**TO DO:** Repeat every entry in the listing below, exactly.

-- GIVEN DATA follows --

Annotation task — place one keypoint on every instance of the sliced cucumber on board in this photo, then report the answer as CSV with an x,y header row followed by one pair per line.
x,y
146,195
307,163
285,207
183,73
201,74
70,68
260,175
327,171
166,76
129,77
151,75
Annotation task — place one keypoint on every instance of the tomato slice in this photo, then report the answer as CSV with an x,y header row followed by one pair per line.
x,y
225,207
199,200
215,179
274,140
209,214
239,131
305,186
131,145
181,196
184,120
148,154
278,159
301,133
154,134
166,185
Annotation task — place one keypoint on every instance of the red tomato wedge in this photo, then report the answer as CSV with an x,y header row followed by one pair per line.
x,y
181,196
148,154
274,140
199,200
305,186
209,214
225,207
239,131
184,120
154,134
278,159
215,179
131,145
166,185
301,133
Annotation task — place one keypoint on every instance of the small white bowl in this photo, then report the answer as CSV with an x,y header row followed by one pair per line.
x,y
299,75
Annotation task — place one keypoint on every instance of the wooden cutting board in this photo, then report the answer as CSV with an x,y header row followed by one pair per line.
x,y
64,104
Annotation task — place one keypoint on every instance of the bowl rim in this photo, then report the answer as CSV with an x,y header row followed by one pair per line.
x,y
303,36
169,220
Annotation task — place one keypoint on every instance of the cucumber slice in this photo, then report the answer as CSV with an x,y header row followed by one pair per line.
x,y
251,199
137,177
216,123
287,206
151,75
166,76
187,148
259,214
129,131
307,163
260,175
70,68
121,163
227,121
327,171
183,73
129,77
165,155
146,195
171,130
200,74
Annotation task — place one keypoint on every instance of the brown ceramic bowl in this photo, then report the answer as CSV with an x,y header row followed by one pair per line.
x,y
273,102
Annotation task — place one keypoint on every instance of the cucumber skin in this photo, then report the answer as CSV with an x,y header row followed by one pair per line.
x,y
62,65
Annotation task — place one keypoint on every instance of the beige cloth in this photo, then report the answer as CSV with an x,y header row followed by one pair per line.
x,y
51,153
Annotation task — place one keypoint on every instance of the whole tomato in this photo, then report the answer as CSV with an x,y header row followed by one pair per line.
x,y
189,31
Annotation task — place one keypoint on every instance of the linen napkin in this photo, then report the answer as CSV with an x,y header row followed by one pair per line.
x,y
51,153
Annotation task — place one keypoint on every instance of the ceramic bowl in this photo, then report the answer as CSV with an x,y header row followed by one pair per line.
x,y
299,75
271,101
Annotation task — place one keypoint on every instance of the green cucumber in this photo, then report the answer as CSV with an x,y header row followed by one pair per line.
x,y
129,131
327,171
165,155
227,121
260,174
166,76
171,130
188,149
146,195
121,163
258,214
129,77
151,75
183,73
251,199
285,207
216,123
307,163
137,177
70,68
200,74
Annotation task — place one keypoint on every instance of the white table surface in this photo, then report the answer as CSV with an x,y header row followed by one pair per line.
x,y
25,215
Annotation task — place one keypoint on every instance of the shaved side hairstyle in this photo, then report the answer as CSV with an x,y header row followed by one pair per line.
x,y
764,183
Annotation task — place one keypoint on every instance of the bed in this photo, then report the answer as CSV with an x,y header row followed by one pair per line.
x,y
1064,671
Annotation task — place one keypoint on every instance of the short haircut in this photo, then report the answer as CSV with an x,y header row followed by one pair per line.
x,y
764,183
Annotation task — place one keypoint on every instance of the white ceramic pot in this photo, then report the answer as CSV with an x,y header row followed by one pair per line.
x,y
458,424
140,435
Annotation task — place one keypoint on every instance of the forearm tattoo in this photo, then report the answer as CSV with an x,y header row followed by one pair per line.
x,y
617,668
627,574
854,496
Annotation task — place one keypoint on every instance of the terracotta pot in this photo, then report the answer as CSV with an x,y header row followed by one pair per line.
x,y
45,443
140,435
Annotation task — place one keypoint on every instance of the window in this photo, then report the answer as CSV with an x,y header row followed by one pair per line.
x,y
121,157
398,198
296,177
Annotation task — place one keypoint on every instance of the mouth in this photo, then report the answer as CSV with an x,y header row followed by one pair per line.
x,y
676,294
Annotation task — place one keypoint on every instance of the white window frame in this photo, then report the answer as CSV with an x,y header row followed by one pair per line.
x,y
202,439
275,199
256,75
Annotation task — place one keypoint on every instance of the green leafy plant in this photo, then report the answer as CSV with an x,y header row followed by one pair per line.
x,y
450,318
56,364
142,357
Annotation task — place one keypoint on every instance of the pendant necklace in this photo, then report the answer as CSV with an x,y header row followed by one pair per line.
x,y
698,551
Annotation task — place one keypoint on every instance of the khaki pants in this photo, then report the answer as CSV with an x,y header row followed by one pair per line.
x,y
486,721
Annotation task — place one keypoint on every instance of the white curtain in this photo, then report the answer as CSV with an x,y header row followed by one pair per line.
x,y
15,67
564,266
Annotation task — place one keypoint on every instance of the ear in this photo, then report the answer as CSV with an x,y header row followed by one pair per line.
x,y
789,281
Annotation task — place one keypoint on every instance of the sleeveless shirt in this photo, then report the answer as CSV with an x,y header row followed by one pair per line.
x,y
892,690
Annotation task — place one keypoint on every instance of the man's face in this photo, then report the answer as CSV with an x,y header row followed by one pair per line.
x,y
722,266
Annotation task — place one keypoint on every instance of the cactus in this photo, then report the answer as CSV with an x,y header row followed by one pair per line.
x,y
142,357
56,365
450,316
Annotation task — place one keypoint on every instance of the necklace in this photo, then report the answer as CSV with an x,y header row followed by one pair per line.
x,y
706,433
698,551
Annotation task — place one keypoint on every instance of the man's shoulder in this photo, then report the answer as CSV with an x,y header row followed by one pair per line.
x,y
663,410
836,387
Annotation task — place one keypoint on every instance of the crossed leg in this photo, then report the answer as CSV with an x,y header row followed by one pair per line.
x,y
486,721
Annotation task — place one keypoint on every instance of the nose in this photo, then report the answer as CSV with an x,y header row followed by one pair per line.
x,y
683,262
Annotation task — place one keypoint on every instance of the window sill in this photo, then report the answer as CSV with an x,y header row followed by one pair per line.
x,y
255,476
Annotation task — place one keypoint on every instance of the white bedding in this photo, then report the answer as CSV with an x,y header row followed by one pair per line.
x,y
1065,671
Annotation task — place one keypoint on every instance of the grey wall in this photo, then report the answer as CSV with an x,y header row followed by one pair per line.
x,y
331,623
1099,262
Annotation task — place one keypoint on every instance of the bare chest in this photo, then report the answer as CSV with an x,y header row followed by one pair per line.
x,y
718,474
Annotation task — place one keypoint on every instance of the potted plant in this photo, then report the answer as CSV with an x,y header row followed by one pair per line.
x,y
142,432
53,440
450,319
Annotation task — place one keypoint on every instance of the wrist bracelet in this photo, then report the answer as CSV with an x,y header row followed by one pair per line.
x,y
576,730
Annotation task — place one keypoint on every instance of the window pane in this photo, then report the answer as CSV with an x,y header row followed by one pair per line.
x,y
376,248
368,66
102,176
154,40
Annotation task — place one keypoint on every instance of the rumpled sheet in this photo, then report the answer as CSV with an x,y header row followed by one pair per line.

-- GIVEN DATA concluded --

**WRITTEN ANSWER:**
Annotation task — place one keypoint on every instance of the sliced cucumber on board in this photo, then report the answer as CSV with an x,y header row followed by one pair per line.
x,y
146,195
307,163
285,207
183,73
201,74
70,68
260,175
327,171
166,76
129,77
151,75
Annotation task — place one keypoint on every instance of the tomato slice in this photo, then report the answer as CSV with an x,y header row followed by one pair per line.
x,y
225,207
199,200
215,179
274,140
209,214
239,131
305,186
131,145
181,196
184,120
148,154
278,159
301,133
154,134
166,185
Annotation task — place one keypoint on every instance of the red tomato wedge in this photo, then report the answer as CSV with an x,y header row followed by one pair per line.
x,y
181,196
148,154
274,140
199,200
305,186
209,214
225,207
239,131
184,120
154,134
278,159
215,179
131,145
166,185
301,133
Annotation task — place one keypoint on every instance of the small white bowl in this photo, then report the answer as CSV with an x,y header row followed by one pair per line.
x,y
299,75
Annotation task — place one keypoint on every instance of the wooden cutting board in this photo, then report the answer as CSV with an x,y header row followed by one pair per line.
x,y
64,104
Annotation task — place one keypoint on every instance of the bowl rim in this photo, then report the answer as CSV with an x,y header row followed by one pair per line.
x,y
303,36
169,220
Annotation task — place one keypoint on every instance of the cucumber slice in this photo, then report the answer as CSV with an x,y header row followed by one pair per line.
x,y
251,199
137,177
216,123
287,206
151,75
166,76
187,148
259,214
129,131
307,163
260,175
70,68
121,163
227,121
327,171
183,73
129,77
165,155
146,195
171,130
200,74
Annotation task — place one keypoint on every instance of the brown ceramic bowl in this photo, then report the answer as CSV with an x,y header row followed by one pair per line.
x,y
273,102
Annotation task — place one keypoint on every instance of the cucumber skin in this photo, then report the answer as CSV with an x,y header row followed by one pair per line.
x,y
62,65
Annotation task — place one keypoint on every instance of the beige cloth in this photo, then report the answer as CSV with an x,y header row followed by one pair per line.
x,y
51,153
Annotation task — place one keypoint on every instance of the whole tomato in this photo, then report the answer as CSV with an x,y header row followed by one pair per line.
x,y
189,31
Annotation task — place one keypoint on every instance of the linen napkin in this photo, then report the answer as CSV with an x,y header row followed by one pair per line.
x,y
51,153
Annotation task — place one keypoint on every instance of the ceramic bowl in this photo, then report the answer as CSV with an x,y header row followed by one pair per line.
x,y
299,75
271,101
Annotation task — place one keypoint on every instance of the green cucumber in this photo, then report the answer as CSV with an x,y header row followed by one pair per line.
x,y
129,131
327,171
165,155
227,121
260,174
166,76
171,130
188,149
146,195
121,163
258,214
129,77
151,75
183,73
251,199
285,207
216,123
307,163
137,177
70,68
200,74
Annotation task — place one keypoint on every instance of the white table surface in this photo, then report the answer as CSV with an x,y header row followed by one pair per line.
x,y
25,215
Annotation task — place one keypoint on every instance of the shaved side hairstyle in this photo, then report the answer as CSV with an x,y header row followed by one pair per line.
x,y
764,183
Annotation task — place one keypoint on every instance of the bed in this photo, then report the answer as CSV with an x,y header row followed by one pair per line.
x,y
1064,671
Annotation task — place one keypoint on every instance of the short haircut in this photo, then report the answer as CSV with an x,y header row followed by one pair per line.
x,y
764,183
Annotation task — place one keypoint on every instance of the white ceramic pot in this photo, then report the answer as CSV with an x,y header row followed by one pair per line.
x,y
458,424
140,435
Annotation task — place one keypoint on every instance of the forearm tattoo in this photo, then report the answer as CSV with an x,y header row followed by one pair per line.
x,y
617,668
627,574
854,496
Annotation task — place one keypoint on every instance of the terracotta pot in this photo, then report the answer as CSV with an x,y header row followed by one pair per line.
x,y
45,443
140,435
Annotation task — place one keypoint on every instance of the window in this photo, then report the answer as CSV with an x,y header row followed by one pair per line.
x,y
121,157
398,198
296,177
Annotation task — place one keypoint on every instance of the mouth in this photo, then report the answer as CSV with an x,y header row followed by one pair per line.
x,y
676,294
Annotation task — place one keypoint on every instance of the white window frame in this photo, then report the answer as CSV with an x,y header row followed by one pair per line.
x,y
202,439
275,199
256,75
Annotation task — place one keypoint on every instance of the green leafy plant in this photo, then report the answer as CSV with an x,y header row followed by one pair per line.
x,y
450,318
56,364
142,357
Annotation task — place one keypoint on every instance of the pendant necklace in this photo, then report the answer as CSV with an x,y header row followed by one pair per line.
x,y
698,551
Annotation task — place one keypoint on every instance of the khaki pants in this photo, then report the answer as CSV with an x,y header row followed by one pair per line.
x,y
486,721
Annotation task — place one keypoint on every instance of the white curtain in this photo, then report the answer as CSV with an x,y header row followed by one pair per line.
x,y
15,67
564,266
Annotation task — place one keypoint on every instance of the ear in this photo, then report the answer as CSV with an x,y header row followed by one pair per line.
x,y
789,281
Annotation task — place one keypoint on every instance of the sleeveless shirt in this photo, then report the answer as CSV with an x,y header row followed by one pair per line.
x,y
892,690
Annotation task — place one keypoint on every instance of the man's face in this photo, then report the answer as CSV with an x,y header row followed by one pair per line.
x,y
722,266
Annotation task — place one keypoint on every instance of the cactus in this photo, then report the answer as CSV with an x,y header row followed by one pair per line.
x,y
142,357
56,365
450,316
Annotation task — place one keypoint on every instance of the necklace in this photo, then report the answer as CSV with an x,y header row followed by one pair per line.
x,y
706,433
698,551
Annotation task — place one keypoint on every instance of the man's shoulder in this photo, then report the answer as CSV with an x,y header row followed by one pair per line.
x,y
663,410
836,387
Annotation task — place one keypoint on every instance of the crossed leg in this photo, then report the answer as CSV with an x,y header row followed by one pair per line.
x,y
486,721
Annotation task — place one keypoint on every instance of the nose in this photo, then report the answer as CSV with an x,y header row followed by one pair per line.
x,y
683,262
Annotation task — place one keypoint on every instance of the window sill in this photo, then report the answer as CSV with an x,y header row followed by one pair per line.
x,y
255,476
Annotation task — place one keypoint on every instance of the white bedding in this photo, then report the answer as CSV with an x,y header row followed by one pair per line.
x,y
1065,671
Annotation task — place one keypoint on every instance of the grey wall in this photo, then report the answer as CSV with an x,y header row followed by one pair per line.
x,y
331,623
1099,262
Annotation task — place one keypoint on every instance of the bare chest in this photo, then report the answer as CSV with an x,y header row followed by one pair per line.
x,y
718,474
Annotation task — place one keypoint on every instance of the potted plant in this photo, then report the answer as CSV with an x,y header row followed by one pair per line.
x,y
142,432
53,440
450,319
Annotation task — place one keypoint on every instance of the wrist bracelet in this photo, then report the answer as CSV with an x,y header row followed by one pair per line.
x,y
576,730
Annotation task — place one keypoint on every instance of the window pane in this photo, then report the answer as CSV with an x,y header row followed by one pair per line.
x,y
376,248
368,66
102,176
154,40
Annotation task — place one keypoint on every instance of the rumpled sheet in this photo, then report the answer as CSV with an x,y header row followed by one pair per line.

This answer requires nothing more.